- _SOAL LATIHAN_:
a – Sunting bagian esai tentang perempuan dan anomali pernikahan antara "Perkawinan tanpa Kesiapan" dan "sosial, dan tradisi.", inklusif, lalu tuliskan kembali bagian itu dengan "budaya timur" diganti menjadi "adat timur".
b – Tentukan apakah setiap pernyataan berikut sesuai dengan esai tentang perempuan dan anomali pernikahan, lalu jawab ya atau tidak beserta kutipan persis dari esai yang menjadi penentunya: (i) penulis pernah mengajar sebagai guru di sekolah bertaraf internasional; (ii) usia dinyatakan sebagai penentu siap atau tidaknya seseorang menjadi ibu; (iii) ibu yang menikah di usia begitu muda membekali anaknya dengan buah bermacam warna.

Perempuan dan Anomali Pernikahan (2)

 Perempuan dan Anomali Pernikahan (2)

Oleh: Regina Anastasia

 

Saya memiliki pengalaman mengajar sebagai guru di beberapa sekolah bertaraf internasional dan juga di kelas menengah atas. Di sana saya melihat betapa situasi disfungsionalnya keluarga batih dalam perkawinan itu banyak terjadi.

Contohnya, para perempuan yang memutuskan menikah di usia di mana mereka telah siap untuk menjadi seorang ibu hampir selalu memiliki anak-anak yang berprestasi di kelas. Para ibu ini terlihat menikmati kerja samanya dalam mengasuh anak bersama suaminya, alih-alih mengasuh anak seorang diri. Bekal makan anak-anak ini bahkan terlihat lebih bernutrisi, yaitu buah bermacam warna, kue buatan rumahan, atau menu nasi lengkap dengan sayur dan lauk pauk. Sementara para ibu yang menikah di usia begitu muda membekali anaknya dengan permen, coklat juga sebungkus kecil biskuit.

Lanjutannya tentu dapat ditebak, anak-anak dari kategori pertama lebih jarang sakit dan kategori terakhir bisa mengalami flu sepanjang minggu selama sebulan. Bukan hanya nutrisi, anak-anak dari kategori pertama pun lebih mudah belajar di dalam kelas dibandingkan dari kategori terakhir yang disebut oleh kolega mengajar saya (tidak untuk diteladani caranya menyebut mereka) sebagai anak-anak nakal, sulit diatur dan mudah mengamuk dalam kelas.

Perkawinan tanpa Kesiapan

Apakah usia merupakan penentu seseorang siap atau tidak saat menjadi ibu? Tentu tidak. Namun dalam rentang usia perempuan menurut budaya timur, usia di bawah dua puluh lima tahun adalah usia di mana dia dituntut untuk menjadi seorang ibu. Situasi inilah yang membuat para perempuan terpaksa menikah untuk memenuhi tuntutan orang tua, status sosial, dan tradisi.

Rentang usia yang dipercaya dalam dogma sosial menghantarkan para perempuan untuk menikah. Namun, bukan karena ia ingin menikah, melainkan karena semata-mata dia telah dilamar lelaki, dipasangkan oleh keluarganya, atau dibuat terpojok seolah dia tidak diterima sebagai seseorang yang normal jika dia tidak menikah.

- _DATA TERSIMPAN_:
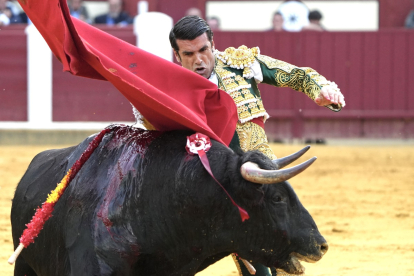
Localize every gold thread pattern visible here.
[236,122,276,160]
[257,55,328,100]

- _KUNCI JAWABAN_:
a –
Perkawinan tanpa Kesiapan

Apakah usia merupakan penentu seseorang siap atau tidak saat menjadi ibu? Tentu tidak. Namun dalam rentang usia perempuan menurut adat timur, usia di bawah dua puluh lima tahun adalah usia di mana dia dituntut untuk menjadi seorang ibu. Situasi inilah yang membuat para perempuan terpaksa menikah untuk memenuhi tuntutan orang tua, status sosial, dan tradisi.

b –
(i) Ya: "Saya memiliki pengalaman mengajar sebagai guru di beberapa sekolah bertaraf internasional"
(ii) Tidak: "Apakah usia merupakan penentu seseorang siap atau tidak saat menjadi ibu? Tentu tidak."
(iii) Tidak: "Sementara para ibu yang menikah di usia begitu muda membekali anaknya dengan permen, coklat juga sebungkus kecil biskuit."